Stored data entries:
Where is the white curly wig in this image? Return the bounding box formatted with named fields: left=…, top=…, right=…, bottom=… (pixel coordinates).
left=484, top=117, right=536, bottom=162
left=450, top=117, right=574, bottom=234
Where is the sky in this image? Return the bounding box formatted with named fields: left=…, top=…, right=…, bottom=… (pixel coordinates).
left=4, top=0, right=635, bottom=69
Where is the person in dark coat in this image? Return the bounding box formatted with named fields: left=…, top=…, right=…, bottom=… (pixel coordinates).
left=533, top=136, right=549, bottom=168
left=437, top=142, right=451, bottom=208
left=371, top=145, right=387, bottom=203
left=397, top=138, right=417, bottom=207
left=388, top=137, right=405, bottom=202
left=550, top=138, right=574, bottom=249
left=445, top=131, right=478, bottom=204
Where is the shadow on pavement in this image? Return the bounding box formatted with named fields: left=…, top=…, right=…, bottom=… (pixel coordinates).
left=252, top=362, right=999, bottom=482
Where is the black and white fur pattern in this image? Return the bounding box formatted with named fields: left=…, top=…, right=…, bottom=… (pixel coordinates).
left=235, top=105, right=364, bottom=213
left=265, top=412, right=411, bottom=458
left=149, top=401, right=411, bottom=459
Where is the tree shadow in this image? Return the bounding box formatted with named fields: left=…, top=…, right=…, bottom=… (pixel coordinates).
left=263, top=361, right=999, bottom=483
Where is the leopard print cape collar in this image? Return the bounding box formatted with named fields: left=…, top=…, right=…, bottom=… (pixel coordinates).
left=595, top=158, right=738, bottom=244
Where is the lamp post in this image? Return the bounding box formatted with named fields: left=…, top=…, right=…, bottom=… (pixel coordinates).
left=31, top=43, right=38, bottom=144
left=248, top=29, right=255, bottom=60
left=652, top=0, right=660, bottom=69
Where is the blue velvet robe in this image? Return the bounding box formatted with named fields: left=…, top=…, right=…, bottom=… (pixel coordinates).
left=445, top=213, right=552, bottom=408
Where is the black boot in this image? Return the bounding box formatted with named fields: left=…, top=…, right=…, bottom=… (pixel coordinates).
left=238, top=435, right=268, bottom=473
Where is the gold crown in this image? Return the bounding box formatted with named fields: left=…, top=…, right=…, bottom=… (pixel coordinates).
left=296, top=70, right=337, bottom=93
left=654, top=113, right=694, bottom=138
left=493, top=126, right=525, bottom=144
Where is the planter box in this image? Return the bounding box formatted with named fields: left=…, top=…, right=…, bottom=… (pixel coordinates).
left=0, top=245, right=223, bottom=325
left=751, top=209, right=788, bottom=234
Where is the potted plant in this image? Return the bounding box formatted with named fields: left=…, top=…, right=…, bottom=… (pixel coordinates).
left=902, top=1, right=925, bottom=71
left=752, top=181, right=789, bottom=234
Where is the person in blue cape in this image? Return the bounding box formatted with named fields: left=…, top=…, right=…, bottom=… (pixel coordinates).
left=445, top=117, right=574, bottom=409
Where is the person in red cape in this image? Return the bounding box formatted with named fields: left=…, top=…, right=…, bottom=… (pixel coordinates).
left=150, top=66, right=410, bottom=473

*WHAT YOU NEED TO DO:*
Every line must be copied exactly as it stands above.

*TASK ANSWER:*
Where is the white curly wig in this image? Return the bounding box formatted with named fields: left=…, top=…, right=…, bottom=… (pixel coordinates).
left=484, top=117, right=536, bottom=162
left=450, top=117, right=574, bottom=234
Where is the sky in this image? Return the bounding box formatted with named fields: left=…, top=…, right=…, bottom=… (pixel coordinates).
left=4, top=0, right=635, bottom=69
Where is the person in dark coat in this image? Return the bounding box formatted with named fields: left=…, top=…, right=…, bottom=… (pixel coordinates).
left=533, top=136, right=549, bottom=168
left=437, top=142, right=451, bottom=208
left=371, top=145, right=387, bottom=203
left=397, top=138, right=417, bottom=207
left=388, top=137, right=405, bottom=202
left=550, top=138, right=574, bottom=249
left=445, top=131, right=478, bottom=204
Where is the shadow on pavement in this image? Return the bounding box formatted with named fields: left=…, top=…, right=…, bottom=… (pixel coordinates).
left=252, top=362, right=999, bottom=482
Where is the black and white fur pattern in this image? Return the bounding box formatted with named fields: left=…, top=…, right=…, bottom=… (pixel coordinates).
left=235, top=105, right=364, bottom=213
left=265, top=412, right=411, bottom=458
left=149, top=401, right=411, bottom=459
Where is the tree shadow in this image? Return the bounding box formatted with named fields: left=…, top=…, right=…, bottom=… (pixel coordinates).
left=263, top=361, right=999, bottom=483
Where is the leopard print cape collar in this image? Return the bounding box formatted with named fields: left=…, top=…, right=…, bottom=… (pixel coordinates).
left=595, top=158, right=738, bottom=244
Where is the lamp post in this image? Return the bounding box formatted with named fields: left=…, top=…, right=…, bottom=… (pixel coordinates).
left=31, top=43, right=38, bottom=144
left=248, top=29, right=255, bottom=60
left=652, top=0, right=660, bottom=69
Where is the blue velvet robe in this image? Return the bounding box formatted with named fields: left=…, top=…, right=…, bottom=… (pixel coordinates).
left=445, top=213, right=552, bottom=408
Where is the black boot in this image? Return the bounding box formatted with named fields: left=…, top=…, right=…, bottom=… (pixel coordinates).
left=238, top=435, right=268, bottom=473
Where is the gold crown in this image? Return the bounding box formatted with named fields: left=…, top=…, right=…, bottom=… (pixel coordinates).
left=296, top=70, right=337, bottom=93
left=654, top=113, right=694, bottom=138
left=493, top=126, right=525, bottom=144
Where is the planter box in this image? Return the bounding box formatted with named fields: left=…, top=…, right=…, bottom=… (pixel coordinates).
left=0, top=245, right=223, bottom=325
left=751, top=209, right=788, bottom=234
Where is the potted plant in this image? Return the bounding box formatted with named fields: left=…, top=…, right=…, bottom=… (pixel coordinates).
left=902, top=1, right=925, bottom=71
left=752, top=181, right=789, bottom=234
Where is the person in blue cape in this image? Return the bounding box formatted with named fields: left=…, top=…, right=…, bottom=… (pixel coordinates).
left=445, top=117, right=574, bottom=409
Where is the person in red cape in this image? Return the bounding box formatted with named fields: left=…, top=…, right=…, bottom=… (pixel coordinates).
left=150, top=66, right=410, bottom=473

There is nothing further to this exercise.